'''
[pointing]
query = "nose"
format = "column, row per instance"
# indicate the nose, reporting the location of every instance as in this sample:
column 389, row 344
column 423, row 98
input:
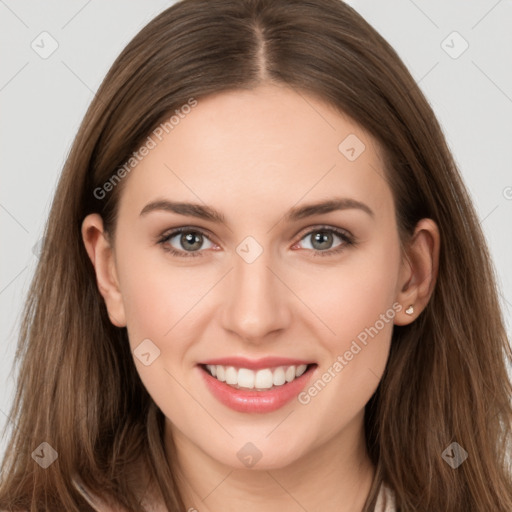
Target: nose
column 257, row 304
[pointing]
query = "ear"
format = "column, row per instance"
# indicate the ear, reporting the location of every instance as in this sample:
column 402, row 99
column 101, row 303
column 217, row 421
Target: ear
column 418, row 272
column 101, row 255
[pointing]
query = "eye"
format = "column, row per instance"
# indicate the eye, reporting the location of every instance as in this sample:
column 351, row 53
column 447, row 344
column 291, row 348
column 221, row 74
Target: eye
column 188, row 240
column 322, row 240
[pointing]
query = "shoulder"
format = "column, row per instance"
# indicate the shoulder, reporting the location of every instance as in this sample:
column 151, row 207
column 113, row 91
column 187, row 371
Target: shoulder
column 385, row 500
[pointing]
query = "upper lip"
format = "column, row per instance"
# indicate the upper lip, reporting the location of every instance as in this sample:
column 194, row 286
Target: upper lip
column 255, row 364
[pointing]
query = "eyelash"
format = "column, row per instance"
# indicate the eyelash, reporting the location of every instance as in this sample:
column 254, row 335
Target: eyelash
column 348, row 240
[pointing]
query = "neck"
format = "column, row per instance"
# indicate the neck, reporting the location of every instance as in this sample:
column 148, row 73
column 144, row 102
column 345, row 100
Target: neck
column 340, row 467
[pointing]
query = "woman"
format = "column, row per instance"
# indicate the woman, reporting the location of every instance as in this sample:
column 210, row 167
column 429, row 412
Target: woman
column 263, row 285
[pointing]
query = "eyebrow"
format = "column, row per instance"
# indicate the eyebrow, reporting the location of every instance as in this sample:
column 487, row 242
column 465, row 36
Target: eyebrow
column 210, row 214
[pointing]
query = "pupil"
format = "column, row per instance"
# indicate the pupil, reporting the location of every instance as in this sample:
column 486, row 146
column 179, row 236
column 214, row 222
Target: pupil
column 323, row 237
column 189, row 238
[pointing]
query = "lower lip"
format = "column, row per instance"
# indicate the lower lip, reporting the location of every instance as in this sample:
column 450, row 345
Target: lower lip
column 256, row 401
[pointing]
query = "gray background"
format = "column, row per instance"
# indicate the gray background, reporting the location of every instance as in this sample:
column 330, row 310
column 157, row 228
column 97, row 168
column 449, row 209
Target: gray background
column 44, row 99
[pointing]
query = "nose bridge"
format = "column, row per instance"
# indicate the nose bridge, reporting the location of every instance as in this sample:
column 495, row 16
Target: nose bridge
column 256, row 303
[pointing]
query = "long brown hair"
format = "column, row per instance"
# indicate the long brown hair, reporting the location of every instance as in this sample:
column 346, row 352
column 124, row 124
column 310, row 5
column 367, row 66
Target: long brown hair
column 446, row 379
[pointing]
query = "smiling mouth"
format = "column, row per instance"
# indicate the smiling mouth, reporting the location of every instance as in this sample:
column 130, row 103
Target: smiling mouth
column 264, row 379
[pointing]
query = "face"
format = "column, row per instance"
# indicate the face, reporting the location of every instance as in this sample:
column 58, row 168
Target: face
column 271, row 275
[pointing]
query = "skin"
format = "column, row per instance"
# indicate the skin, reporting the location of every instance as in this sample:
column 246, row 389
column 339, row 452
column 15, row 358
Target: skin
column 253, row 155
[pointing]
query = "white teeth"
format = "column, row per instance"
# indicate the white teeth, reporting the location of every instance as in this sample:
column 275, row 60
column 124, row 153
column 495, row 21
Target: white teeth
column 246, row 378
column 231, row 375
column 279, row 378
column 290, row 373
column 263, row 379
column 260, row 379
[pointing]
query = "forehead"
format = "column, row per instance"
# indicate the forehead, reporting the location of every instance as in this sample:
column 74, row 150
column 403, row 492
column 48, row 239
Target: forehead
column 267, row 148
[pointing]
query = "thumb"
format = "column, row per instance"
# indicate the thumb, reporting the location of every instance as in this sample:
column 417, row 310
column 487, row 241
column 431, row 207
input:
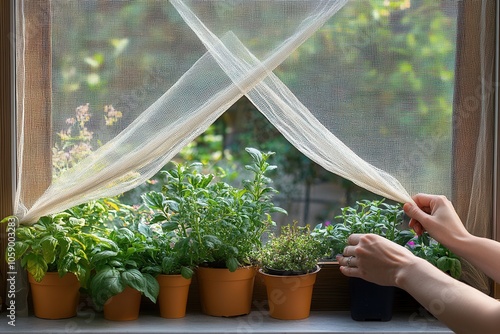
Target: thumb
column 417, row 217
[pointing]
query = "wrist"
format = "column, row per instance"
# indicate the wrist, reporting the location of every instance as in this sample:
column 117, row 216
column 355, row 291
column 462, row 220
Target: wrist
column 414, row 270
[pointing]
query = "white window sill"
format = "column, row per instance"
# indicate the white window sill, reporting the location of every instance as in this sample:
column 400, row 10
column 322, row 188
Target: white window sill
column 255, row 322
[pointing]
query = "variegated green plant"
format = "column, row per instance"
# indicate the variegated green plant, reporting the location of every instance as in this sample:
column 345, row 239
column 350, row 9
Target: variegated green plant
column 56, row 243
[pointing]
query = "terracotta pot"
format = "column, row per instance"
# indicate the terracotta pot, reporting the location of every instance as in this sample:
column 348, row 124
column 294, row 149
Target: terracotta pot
column 224, row 293
column 55, row 297
column 174, row 290
column 289, row 297
column 123, row 306
column 370, row 301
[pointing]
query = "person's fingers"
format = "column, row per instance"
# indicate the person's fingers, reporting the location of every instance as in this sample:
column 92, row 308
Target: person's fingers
column 417, row 227
column 350, row 271
column 415, row 213
column 347, row 261
column 348, row 251
column 423, row 201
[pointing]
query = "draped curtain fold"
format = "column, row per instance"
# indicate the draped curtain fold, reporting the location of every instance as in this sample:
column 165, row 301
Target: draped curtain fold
column 229, row 67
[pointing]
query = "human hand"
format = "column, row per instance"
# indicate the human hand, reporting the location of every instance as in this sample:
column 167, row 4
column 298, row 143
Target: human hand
column 436, row 215
column 375, row 259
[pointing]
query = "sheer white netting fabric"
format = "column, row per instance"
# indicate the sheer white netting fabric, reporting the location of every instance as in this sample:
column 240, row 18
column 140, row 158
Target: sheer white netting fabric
column 209, row 54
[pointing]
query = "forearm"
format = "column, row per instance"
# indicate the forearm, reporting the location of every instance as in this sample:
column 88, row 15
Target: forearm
column 483, row 253
column 459, row 306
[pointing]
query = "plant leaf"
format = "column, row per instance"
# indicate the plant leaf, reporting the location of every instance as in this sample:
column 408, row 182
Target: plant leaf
column 134, row 278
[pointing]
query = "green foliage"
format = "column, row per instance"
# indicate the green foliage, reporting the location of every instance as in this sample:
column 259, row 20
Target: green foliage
column 120, row 263
column 57, row 243
column 427, row 248
column 365, row 217
column 294, row 251
column 385, row 220
column 215, row 223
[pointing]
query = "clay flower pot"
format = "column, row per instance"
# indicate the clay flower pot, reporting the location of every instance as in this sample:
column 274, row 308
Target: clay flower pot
column 172, row 300
column 224, row 293
column 289, row 297
column 123, row 306
column 55, row 297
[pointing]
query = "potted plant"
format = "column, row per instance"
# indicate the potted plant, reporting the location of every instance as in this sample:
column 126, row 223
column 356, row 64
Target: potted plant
column 172, row 266
column 54, row 251
column 369, row 301
column 118, row 278
column 289, row 264
column 221, row 226
column 427, row 248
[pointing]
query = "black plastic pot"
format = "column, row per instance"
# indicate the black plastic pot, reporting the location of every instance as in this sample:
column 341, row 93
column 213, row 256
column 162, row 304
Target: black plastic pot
column 369, row 301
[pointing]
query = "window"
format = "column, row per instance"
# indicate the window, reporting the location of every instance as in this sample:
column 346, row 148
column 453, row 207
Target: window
column 40, row 65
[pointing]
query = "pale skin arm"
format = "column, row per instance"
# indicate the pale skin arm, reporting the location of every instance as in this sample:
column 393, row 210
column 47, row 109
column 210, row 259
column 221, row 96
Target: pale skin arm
column 437, row 216
column 459, row 306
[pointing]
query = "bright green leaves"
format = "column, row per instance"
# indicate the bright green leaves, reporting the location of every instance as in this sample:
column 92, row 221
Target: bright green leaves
column 35, row 265
column 104, row 285
column 48, row 245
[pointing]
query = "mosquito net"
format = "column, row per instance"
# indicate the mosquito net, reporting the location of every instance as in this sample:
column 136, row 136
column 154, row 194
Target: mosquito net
column 362, row 88
column 238, row 50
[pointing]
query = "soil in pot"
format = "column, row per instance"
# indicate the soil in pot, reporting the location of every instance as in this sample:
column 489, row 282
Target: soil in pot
column 55, row 297
column 370, row 301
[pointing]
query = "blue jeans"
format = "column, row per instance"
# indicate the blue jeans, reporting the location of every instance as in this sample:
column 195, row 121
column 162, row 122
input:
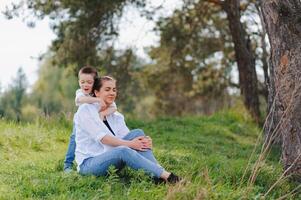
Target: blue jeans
column 122, row 156
column 70, row 154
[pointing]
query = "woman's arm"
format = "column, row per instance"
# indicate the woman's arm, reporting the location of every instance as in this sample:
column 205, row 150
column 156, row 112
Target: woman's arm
column 137, row 143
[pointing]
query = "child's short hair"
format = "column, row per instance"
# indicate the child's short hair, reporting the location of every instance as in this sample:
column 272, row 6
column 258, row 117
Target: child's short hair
column 88, row 70
column 99, row 82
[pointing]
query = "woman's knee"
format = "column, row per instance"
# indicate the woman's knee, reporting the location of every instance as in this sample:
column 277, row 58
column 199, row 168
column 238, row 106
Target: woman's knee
column 138, row 132
column 124, row 151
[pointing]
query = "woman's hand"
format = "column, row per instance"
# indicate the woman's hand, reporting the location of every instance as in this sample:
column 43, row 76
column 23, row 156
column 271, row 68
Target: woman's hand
column 147, row 142
column 102, row 104
column 139, row 144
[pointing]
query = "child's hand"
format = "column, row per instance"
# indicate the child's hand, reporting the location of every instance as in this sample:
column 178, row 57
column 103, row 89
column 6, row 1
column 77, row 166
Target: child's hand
column 102, row 105
column 106, row 112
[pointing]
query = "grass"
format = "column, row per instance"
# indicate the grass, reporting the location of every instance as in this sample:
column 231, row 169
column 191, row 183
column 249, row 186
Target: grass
column 210, row 153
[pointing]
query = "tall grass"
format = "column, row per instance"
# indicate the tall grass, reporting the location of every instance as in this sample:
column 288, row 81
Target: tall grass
column 210, row 153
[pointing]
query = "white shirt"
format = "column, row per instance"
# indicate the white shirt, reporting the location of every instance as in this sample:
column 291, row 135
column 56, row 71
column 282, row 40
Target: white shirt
column 90, row 130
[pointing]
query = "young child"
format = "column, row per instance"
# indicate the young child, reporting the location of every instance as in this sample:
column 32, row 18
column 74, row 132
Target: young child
column 86, row 76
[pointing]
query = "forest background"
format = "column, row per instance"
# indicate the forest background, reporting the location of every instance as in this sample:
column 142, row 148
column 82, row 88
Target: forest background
column 192, row 70
column 235, row 60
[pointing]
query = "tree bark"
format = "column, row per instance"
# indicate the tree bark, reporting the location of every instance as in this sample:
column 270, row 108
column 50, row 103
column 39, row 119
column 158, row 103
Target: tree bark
column 244, row 57
column 283, row 25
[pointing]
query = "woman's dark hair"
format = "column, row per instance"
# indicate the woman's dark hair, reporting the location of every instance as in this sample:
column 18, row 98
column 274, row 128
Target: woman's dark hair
column 98, row 82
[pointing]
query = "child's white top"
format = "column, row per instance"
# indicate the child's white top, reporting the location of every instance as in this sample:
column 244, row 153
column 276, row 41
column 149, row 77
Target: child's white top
column 79, row 93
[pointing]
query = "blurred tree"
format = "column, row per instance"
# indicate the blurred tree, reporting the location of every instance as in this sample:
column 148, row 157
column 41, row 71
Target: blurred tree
column 82, row 26
column 192, row 65
column 12, row 99
column 54, row 90
column 283, row 26
column 244, row 55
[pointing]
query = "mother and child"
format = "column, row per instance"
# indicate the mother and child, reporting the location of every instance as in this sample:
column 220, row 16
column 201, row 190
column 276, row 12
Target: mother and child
column 100, row 137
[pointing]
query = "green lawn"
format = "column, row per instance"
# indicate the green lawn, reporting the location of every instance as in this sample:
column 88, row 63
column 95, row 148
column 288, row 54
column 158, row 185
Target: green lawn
column 210, row 153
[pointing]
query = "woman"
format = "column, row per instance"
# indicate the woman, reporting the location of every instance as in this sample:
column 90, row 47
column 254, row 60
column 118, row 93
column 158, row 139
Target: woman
column 100, row 144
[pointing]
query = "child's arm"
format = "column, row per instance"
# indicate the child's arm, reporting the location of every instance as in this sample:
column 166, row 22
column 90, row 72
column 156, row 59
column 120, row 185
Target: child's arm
column 88, row 99
column 81, row 98
column 111, row 109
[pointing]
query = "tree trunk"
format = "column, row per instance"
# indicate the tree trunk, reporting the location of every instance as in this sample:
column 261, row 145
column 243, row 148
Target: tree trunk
column 283, row 25
column 244, row 57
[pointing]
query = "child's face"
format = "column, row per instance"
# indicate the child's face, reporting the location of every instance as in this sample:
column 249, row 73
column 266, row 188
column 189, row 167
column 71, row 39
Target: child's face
column 107, row 92
column 86, row 83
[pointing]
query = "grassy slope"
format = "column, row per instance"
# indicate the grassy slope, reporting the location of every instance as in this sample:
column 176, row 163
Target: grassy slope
column 211, row 154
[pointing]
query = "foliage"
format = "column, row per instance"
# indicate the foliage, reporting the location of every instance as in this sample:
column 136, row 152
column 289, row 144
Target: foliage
column 12, row 99
column 193, row 62
column 210, row 153
column 82, row 26
column 54, row 91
'''
▸ **Prompt**
Copy the lines above verbatim, beginning with the first one and stopping after the line that contains "column 257, row 304". Omit the pictures from your copy.

▸ **Final result**
[pointing]
query = "nose"
format = "column, row per instance"
# indicate the nose, reporting the location of every instance as in this sample:
column 389, row 344
column 423, row 98
input:
Target: nose
column 257, row 304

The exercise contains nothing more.